Dataset items:
· · · · ·

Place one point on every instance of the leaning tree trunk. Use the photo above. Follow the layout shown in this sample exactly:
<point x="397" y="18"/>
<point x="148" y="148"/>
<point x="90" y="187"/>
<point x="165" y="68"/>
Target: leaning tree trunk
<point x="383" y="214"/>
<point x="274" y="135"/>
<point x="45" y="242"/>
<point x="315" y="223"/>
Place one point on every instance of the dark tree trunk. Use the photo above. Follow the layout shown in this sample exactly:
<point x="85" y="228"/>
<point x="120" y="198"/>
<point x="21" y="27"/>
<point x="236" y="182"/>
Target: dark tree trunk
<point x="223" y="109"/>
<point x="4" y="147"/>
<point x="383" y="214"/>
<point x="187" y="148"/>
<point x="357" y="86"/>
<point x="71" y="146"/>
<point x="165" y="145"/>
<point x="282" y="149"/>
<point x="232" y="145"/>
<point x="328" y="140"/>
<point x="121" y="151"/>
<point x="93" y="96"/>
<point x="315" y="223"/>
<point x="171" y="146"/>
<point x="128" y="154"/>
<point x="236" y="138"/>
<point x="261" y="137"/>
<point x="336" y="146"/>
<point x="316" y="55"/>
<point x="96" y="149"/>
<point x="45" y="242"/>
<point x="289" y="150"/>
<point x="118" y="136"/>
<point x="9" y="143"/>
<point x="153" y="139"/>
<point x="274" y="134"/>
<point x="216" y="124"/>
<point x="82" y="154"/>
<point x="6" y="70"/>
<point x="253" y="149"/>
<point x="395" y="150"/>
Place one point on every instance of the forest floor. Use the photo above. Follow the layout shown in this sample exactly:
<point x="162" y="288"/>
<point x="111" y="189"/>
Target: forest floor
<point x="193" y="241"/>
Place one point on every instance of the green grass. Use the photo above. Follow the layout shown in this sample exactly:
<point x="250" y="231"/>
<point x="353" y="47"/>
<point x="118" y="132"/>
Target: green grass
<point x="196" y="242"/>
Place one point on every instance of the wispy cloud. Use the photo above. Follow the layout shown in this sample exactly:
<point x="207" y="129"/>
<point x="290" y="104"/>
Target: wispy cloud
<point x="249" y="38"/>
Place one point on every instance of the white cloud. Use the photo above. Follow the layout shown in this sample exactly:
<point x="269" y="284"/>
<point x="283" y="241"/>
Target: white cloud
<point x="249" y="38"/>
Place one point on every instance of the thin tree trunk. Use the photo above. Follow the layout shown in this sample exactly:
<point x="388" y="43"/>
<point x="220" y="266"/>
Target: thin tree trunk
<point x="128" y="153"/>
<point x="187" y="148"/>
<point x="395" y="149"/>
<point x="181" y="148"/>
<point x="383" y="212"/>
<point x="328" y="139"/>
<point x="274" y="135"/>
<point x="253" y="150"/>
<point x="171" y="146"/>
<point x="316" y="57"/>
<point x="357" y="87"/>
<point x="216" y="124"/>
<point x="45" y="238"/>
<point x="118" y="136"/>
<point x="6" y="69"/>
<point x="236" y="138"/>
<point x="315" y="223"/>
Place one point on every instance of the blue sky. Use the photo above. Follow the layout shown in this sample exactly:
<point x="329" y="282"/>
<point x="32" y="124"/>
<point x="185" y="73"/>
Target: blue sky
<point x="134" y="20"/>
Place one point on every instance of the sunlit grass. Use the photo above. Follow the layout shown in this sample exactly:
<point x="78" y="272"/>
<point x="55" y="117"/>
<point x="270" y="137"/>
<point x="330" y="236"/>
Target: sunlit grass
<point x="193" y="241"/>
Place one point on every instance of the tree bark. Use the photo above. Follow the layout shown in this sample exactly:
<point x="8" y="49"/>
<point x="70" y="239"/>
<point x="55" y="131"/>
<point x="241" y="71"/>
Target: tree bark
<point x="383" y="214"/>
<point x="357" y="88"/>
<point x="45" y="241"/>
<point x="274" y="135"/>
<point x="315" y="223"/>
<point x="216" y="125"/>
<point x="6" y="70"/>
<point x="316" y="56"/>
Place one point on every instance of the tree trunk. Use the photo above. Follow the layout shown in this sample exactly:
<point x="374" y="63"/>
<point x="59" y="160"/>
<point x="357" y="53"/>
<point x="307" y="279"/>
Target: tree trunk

· · · · ·

* Your assignment:
Restate each line of the records above without any deviation.

* Your response:
Place one point on every instance of the leaning tree trunk. Use the photo above. Follow the layout shown in this sample exactly:
<point x="397" y="18"/>
<point x="148" y="148"/>
<point x="90" y="187"/>
<point x="165" y="68"/>
Target: leaning tree trunk
<point x="383" y="214"/>
<point x="274" y="135"/>
<point x="45" y="242"/>
<point x="315" y="223"/>
Place one point on every instance of the dark tree trunk. Use the photo above. Follow the layout shown in this sample exactly:
<point x="85" y="228"/>
<point x="120" y="198"/>
<point x="21" y="27"/>
<point x="236" y="182"/>
Target: dark tree trunk
<point x="223" y="109"/>
<point x="4" y="147"/>
<point x="383" y="214"/>
<point x="187" y="148"/>
<point x="357" y="86"/>
<point x="71" y="146"/>
<point x="165" y="145"/>
<point x="282" y="149"/>
<point x="232" y="145"/>
<point x="328" y="140"/>
<point x="121" y="151"/>
<point x="93" y="96"/>
<point x="315" y="223"/>
<point x="171" y="146"/>
<point x="128" y="154"/>
<point x="236" y="138"/>
<point x="261" y="137"/>
<point x="336" y="146"/>
<point x="316" y="55"/>
<point x="96" y="149"/>
<point x="45" y="242"/>
<point x="289" y="150"/>
<point x="118" y="136"/>
<point x="9" y="143"/>
<point x="153" y="139"/>
<point x="274" y="134"/>
<point x="216" y="124"/>
<point x="82" y="154"/>
<point x="6" y="70"/>
<point x="253" y="149"/>
<point x="395" y="150"/>
Place one point on every instance of the forest floor. Use the photo above. Follow the layout shown in this sample exactly:
<point x="162" y="288"/>
<point x="111" y="189"/>
Target: forest floor
<point x="193" y="241"/>
Place one point on every instance of the green grass. Use the photo above. Follow the layout shown in this sample exactly:
<point x="250" y="231"/>
<point x="353" y="47"/>
<point x="118" y="132"/>
Target: green grass
<point x="196" y="242"/>
Place one point on every instance of the wispy cloud. Use the photo above. Follow the layout shown in this sample exactly:
<point x="207" y="129"/>
<point x="290" y="104"/>
Target: wispy cloud
<point x="249" y="38"/>
Place one point on every instance of the white cloud. Use the photo above. Follow the layout shown in this sample exactly:
<point x="269" y="284"/>
<point x="283" y="241"/>
Target: white cloud
<point x="249" y="38"/>
Place one point on every instance of the thin tree trunk. Use the photo above. Follow the layout shown in this sample exactly:
<point x="388" y="43"/>
<point x="220" y="266"/>
Target: thin tree trunk
<point x="128" y="153"/>
<point x="187" y="148"/>
<point x="395" y="149"/>
<point x="181" y="148"/>
<point x="383" y="212"/>
<point x="328" y="139"/>
<point x="274" y="135"/>
<point x="253" y="150"/>
<point x="171" y="146"/>
<point x="316" y="57"/>
<point x="357" y="87"/>
<point x="216" y="124"/>
<point x="45" y="238"/>
<point x="118" y="136"/>
<point x="6" y="69"/>
<point x="236" y="138"/>
<point x="315" y="223"/>
Place one point on every instance of the blue sky. Use the photo above. Follow the layout shown in this sample exactly:
<point x="329" y="282"/>
<point x="32" y="124"/>
<point x="185" y="73"/>
Target: blue sky
<point x="134" y="20"/>
Place one point on every instance of the sunlit grass. Use the photo above. Follow the layout shown in this sample exactly:
<point x="78" y="272"/>
<point x="55" y="117"/>
<point x="270" y="137"/>
<point x="330" y="236"/>
Target: sunlit grass
<point x="193" y="241"/>
Place one point on every instance of the tree bark. Use the photo above. Follow the layout shown in this sample exactly:
<point x="8" y="49"/>
<point x="70" y="239"/>
<point x="55" y="131"/>
<point x="241" y="71"/>
Target: tree bark
<point x="383" y="214"/>
<point x="357" y="88"/>
<point x="45" y="241"/>
<point x="274" y="135"/>
<point x="315" y="223"/>
<point x="216" y="125"/>
<point x="6" y="70"/>
<point x="316" y="56"/>
Place one point on every instance of the tree trunk. Use the photo above. Follow the layout shown in this sample exactly:
<point x="374" y="63"/>
<point x="59" y="160"/>
<point x="357" y="53"/>
<point x="307" y="279"/>
Target: tree trunk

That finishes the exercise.